On display will be correspondence, including three letters from Theodore Roosevelt and one to Booker T. Washington; photographs; fire insurance maps that help show the locations of Riis’ photographs; drafts and published works; lecture notes; reviews of his lectures; family correspondence and family photographs; appointment books; and journal entries. The exhibition also will feature a lantern-slide projector and camera equipment similar to those Riis used—a Blair Hawkeye Detective camera (7 inches by 17 inches by 13 inches), a glass-plate holder and a flash pan. An online version of the exhibition will be available on the opening date at loc.gov/exhibits/.

Jacob August Riis was born May 3, 1849 in Ribe, Denmark. The son of a schoolmaster, he was educated locally, leaving school for work at age 15. He immigrated to the United States in 1870. The New York Tribune hired him as a police reporter in 1877, and he wrote about crime and disease, documenting life in the tenements. In 1888, he started working for the New York Evening Sun and started taking photographs, using a new German innovation, flash photography. It was a novel idea at the time to use photographs to substantiate words. The wretched living and working conditions of New York’s immigrant communities were made vivid by the harrowing images, which were meant to spur his audiences to act. His career as a reformer took shape. He worked at the Sun until 1899. From the 1890s to 1910, he wrote many magazine articles and nine books and lectured nationwide. He died on May 26, 1914.

The exhibition has a companion volume, "Jacob Riis: Revealing New York’s Other Half," written by Bonnie Yochelson, who spent more than two decades researching Riis and assembling materials. The 336-page hardcover book, published by Yale University Press in association with the Library of Congress and the Museum of the City of New York, is the first comprehensive study and complete catalogue of Riis’ images. The book contains more than 600 images and is available for $65 in the Library of Congress Shop in the Thomas Jefferson Building. Credit-card orders are taken at (888) 682-3557 or loc.gov/shop/.

++++++

The problem:
Please answer these questions from the passage on Jacob Riis:
(a) In what year did the New York Tribune hire Riis as a police reporter?
(b) Which camera model will the exhibition feature?
(c) How many pages is the companion volume?

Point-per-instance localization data
++++++

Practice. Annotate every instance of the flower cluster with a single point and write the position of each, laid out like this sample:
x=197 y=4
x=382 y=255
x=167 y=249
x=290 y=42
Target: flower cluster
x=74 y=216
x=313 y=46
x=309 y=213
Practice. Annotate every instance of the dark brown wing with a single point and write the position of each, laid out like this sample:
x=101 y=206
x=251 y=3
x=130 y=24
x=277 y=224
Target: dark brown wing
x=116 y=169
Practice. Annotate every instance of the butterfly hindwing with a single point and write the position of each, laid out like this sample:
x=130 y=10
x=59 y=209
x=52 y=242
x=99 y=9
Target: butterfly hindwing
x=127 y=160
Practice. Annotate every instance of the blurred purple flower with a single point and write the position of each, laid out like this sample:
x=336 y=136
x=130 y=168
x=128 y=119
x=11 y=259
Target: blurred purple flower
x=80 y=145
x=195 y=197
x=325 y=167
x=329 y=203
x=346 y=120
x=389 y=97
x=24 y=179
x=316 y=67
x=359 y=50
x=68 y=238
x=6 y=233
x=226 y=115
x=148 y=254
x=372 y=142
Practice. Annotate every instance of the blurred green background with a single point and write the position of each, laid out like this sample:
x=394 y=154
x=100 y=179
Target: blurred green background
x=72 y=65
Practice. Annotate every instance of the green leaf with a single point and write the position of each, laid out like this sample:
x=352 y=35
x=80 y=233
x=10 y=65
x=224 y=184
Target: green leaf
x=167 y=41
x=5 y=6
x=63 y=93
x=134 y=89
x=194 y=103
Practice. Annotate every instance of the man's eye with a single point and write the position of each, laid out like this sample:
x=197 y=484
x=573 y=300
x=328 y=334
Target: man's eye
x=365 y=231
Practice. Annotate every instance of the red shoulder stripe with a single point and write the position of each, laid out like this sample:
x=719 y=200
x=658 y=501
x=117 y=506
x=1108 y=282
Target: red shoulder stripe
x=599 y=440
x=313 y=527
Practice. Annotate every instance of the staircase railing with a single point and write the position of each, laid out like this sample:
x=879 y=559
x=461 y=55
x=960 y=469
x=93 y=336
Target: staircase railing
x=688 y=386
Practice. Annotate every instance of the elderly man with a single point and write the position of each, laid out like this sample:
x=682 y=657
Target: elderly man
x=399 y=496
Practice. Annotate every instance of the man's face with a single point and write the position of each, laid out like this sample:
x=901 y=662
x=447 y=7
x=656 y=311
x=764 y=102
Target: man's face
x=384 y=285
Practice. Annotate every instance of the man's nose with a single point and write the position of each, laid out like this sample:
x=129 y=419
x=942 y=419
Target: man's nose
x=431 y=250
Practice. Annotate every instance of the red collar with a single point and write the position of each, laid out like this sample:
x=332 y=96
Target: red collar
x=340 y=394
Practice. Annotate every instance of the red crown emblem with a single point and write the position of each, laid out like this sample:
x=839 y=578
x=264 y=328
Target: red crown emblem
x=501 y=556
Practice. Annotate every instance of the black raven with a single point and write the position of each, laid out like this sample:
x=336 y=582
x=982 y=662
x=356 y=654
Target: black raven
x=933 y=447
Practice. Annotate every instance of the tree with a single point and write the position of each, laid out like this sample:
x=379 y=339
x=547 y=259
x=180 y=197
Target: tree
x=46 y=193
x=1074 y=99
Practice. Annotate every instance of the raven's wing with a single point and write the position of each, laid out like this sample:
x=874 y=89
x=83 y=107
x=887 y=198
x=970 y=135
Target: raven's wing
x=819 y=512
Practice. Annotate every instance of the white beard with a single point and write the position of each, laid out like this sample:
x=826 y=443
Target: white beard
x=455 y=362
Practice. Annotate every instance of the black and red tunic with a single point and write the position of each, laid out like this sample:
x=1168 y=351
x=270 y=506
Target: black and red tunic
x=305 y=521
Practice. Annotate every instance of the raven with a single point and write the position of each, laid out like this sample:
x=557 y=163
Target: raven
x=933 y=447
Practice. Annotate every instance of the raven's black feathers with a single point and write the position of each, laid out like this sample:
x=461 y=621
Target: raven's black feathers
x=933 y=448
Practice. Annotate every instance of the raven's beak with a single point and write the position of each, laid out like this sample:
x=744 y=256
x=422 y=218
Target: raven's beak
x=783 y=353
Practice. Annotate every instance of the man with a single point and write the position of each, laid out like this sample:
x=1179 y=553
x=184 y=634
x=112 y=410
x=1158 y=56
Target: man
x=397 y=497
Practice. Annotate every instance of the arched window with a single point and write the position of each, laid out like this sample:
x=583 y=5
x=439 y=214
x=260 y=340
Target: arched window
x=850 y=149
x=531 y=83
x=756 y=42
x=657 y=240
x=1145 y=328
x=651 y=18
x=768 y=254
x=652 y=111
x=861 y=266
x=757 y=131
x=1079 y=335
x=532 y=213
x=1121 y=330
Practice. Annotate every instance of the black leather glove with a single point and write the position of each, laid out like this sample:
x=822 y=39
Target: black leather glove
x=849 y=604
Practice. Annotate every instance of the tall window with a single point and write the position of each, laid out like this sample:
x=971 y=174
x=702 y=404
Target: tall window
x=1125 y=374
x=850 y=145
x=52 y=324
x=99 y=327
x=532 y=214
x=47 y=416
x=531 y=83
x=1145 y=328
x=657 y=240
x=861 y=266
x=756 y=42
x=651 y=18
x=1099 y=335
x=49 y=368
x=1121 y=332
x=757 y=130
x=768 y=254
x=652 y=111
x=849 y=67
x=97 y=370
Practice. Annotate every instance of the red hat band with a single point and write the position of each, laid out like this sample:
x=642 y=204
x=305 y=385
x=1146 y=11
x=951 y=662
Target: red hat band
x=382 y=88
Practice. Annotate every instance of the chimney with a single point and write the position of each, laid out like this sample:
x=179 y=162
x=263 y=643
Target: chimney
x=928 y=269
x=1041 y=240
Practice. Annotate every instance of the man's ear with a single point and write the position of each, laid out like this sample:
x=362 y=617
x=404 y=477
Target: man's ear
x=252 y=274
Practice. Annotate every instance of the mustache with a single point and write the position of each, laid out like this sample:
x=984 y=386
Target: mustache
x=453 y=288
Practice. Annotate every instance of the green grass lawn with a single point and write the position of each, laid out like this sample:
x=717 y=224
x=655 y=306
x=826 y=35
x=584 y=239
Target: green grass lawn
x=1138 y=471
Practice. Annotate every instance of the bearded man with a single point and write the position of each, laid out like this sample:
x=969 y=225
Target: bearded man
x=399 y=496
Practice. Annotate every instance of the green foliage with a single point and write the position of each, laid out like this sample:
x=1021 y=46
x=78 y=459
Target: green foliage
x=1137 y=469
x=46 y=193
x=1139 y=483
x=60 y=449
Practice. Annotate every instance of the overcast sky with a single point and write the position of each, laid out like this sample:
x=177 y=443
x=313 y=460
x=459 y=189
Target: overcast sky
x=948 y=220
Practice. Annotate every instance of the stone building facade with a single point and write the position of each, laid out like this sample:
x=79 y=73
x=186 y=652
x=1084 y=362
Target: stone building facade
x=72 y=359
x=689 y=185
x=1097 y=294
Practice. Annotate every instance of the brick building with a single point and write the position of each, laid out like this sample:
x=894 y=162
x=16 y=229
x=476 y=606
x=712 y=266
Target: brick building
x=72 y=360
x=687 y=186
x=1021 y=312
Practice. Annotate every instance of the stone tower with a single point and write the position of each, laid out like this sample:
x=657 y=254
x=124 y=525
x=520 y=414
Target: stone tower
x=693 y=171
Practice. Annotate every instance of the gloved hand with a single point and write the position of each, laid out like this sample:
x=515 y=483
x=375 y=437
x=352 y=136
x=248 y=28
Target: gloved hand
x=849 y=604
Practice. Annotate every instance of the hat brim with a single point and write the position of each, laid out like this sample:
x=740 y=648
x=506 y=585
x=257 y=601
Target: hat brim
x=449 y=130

++++++

Answer to this problem:
(a) 1877
(b) A Blair Hawkeye Detective camera
(c) 336 pages